**Exercise details:** Write out every line exactly, from the start of the records below to the line with "box: [0, 284, 577, 426]", and stop there. Don't write out the pictures.

━━━━━━━━━━━━━━━━━━━━━━━━━━━━━━

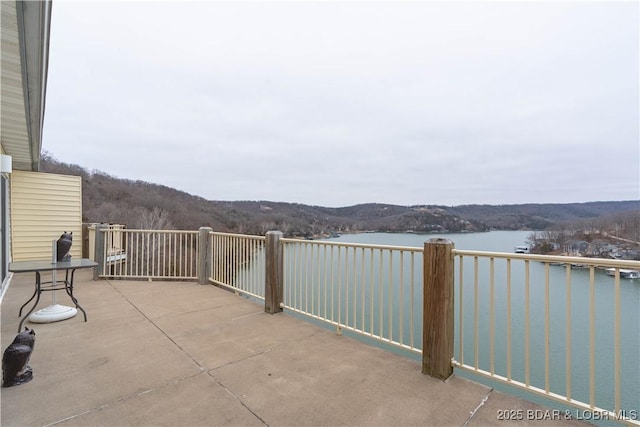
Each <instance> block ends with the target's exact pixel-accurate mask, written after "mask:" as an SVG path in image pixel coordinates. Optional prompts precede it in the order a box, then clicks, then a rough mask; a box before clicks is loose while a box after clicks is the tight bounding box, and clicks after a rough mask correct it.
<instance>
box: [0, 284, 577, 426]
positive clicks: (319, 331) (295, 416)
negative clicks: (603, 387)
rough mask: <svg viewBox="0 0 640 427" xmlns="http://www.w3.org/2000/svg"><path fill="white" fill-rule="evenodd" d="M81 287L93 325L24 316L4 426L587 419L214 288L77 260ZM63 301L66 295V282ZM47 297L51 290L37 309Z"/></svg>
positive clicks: (370, 424)
mask: <svg viewBox="0 0 640 427" xmlns="http://www.w3.org/2000/svg"><path fill="white" fill-rule="evenodd" d="M33 280H34V277H33V275H30V274H19V275H14V277H13V280H12V284H11V287H10V288H9V290H8V291H7V293H6V295H5V298H4V300H3V302H2V349H3V351H4V349H5V348H6V347H7V346H8V345H9V344H10V343H11V341H12V340H13V338H14V336H15V334H16V332H17V328H18V323H19V318H18V310H19V308H20V306H21V305H22V304H23V303H24V302H25V301H27V300H28V299H29V297H30V295H31V294H32V293H33ZM43 280H44V279H43ZM75 295H76V297H77V298H78V300H79V303H80V305H81V306H82V307H83V308H84V309H85V310H86V312H87V315H88V322H86V323H85V322H84V321H83V318H82V315H81V314H79V315H78V316H76V317H74V318H72V319H69V320H65V321H61V322H55V323H48V324H33V323H30V322H29V321H27V322H25V326H28V327H29V328H33V329H34V330H35V331H36V345H35V349H34V352H33V355H32V357H31V361H30V363H29V364H30V366H31V367H32V368H33V372H34V378H33V380H32V381H31V382H29V383H26V384H22V385H19V386H15V387H9V388H3V389H2V390H1V393H2V394H1V417H2V418H1V419H0V423H1V425H2V426H46V425H63V426H111V425H113V426H116V425H118V426H120V425H127V426H129V425H148V426H164V425H171V426H175V425H183V426H213V425H221V426H261V425H269V426H359V425H366V426H396V425H397V426H449V425H454V426H465V425H468V426H485V425H499V424H504V425H536V426H538V425H540V426H542V425H578V424H579V423H578V422H576V421H565V420H560V421H538V420H535V419H529V420H528V419H526V417H525V419H524V420H522V421H518V422H514V421H513V420H511V421H500V420H498V418H497V416H498V411H504V410H513V411H524V413H526V411H527V410H536V409H537V410H544V408H541V407H539V406H536V405H534V404H531V403H528V402H525V401H523V400H520V399H517V398H515V397H512V396H509V395H506V394H503V393H500V392H498V391H495V390H492V389H490V388H488V387H486V386H483V385H480V384H477V383H474V382H471V381H468V380H466V379H463V378H460V377H456V376H454V377H452V378H450V379H449V380H447V381H446V382H442V381H439V380H436V379H433V378H430V377H428V376H425V375H423V374H421V372H420V364H419V363H418V362H416V361H414V360H410V359H408V358H405V357H402V356H400V355H396V354H394V353H391V352H388V351H386V350H383V349H380V348H376V347H373V346H369V345H366V344H363V343H361V342H360V341H357V340H354V339H352V338H349V337H346V336H338V335H336V334H335V333H333V332H331V331H329V330H326V329H323V328H320V327H317V326H314V325H312V324H310V323H307V322H305V321H302V320H299V319H297V318H294V317H292V316H289V315H287V314H277V315H269V314H266V313H264V312H263V307H262V306H260V305H258V304H256V303H254V302H251V301H248V300H247V299H245V298H242V297H239V296H236V295H234V294H232V293H229V292H227V291H225V290H222V289H219V288H216V287H214V286H208V285H207V286H201V285H198V284H196V283H186V282H161V281H156V282H147V281H115V280H100V281H93V280H91V273H90V272H89V271H79V272H78V273H77V274H76V283H75ZM56 298H57V302H58V303H60V304H65V305H71V302H70V299H69V298H68V296H67V295H66V294H64V292H57V293H56ZM50 303H51V294H50V293H44V294H43V295H42V299H41V301H40V303H39V305H38V308H43V307H46V306H47V305H49V304H50ZM29 307H30V306H28V307H27V310H28V308H29ZM23 314H24V313H23ZM516 413H517V412H516Z"/></svg>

━━━━━━━━━━━━━━━━━━━━━━━━━━━━━━

**Answer space:**
Each <instance> block ends with the target's exact pixel-accurate mask, written after "mask:" as an SVG path in image pixel coordinates. Optional prompts precede it in the order a box, then clicks, then a rough mask; a box before clicks is loose while a box after clicks is the tight bounding box, and clicks after a rough mask correct it.
<instance>
box: [0, 284, 577, 426]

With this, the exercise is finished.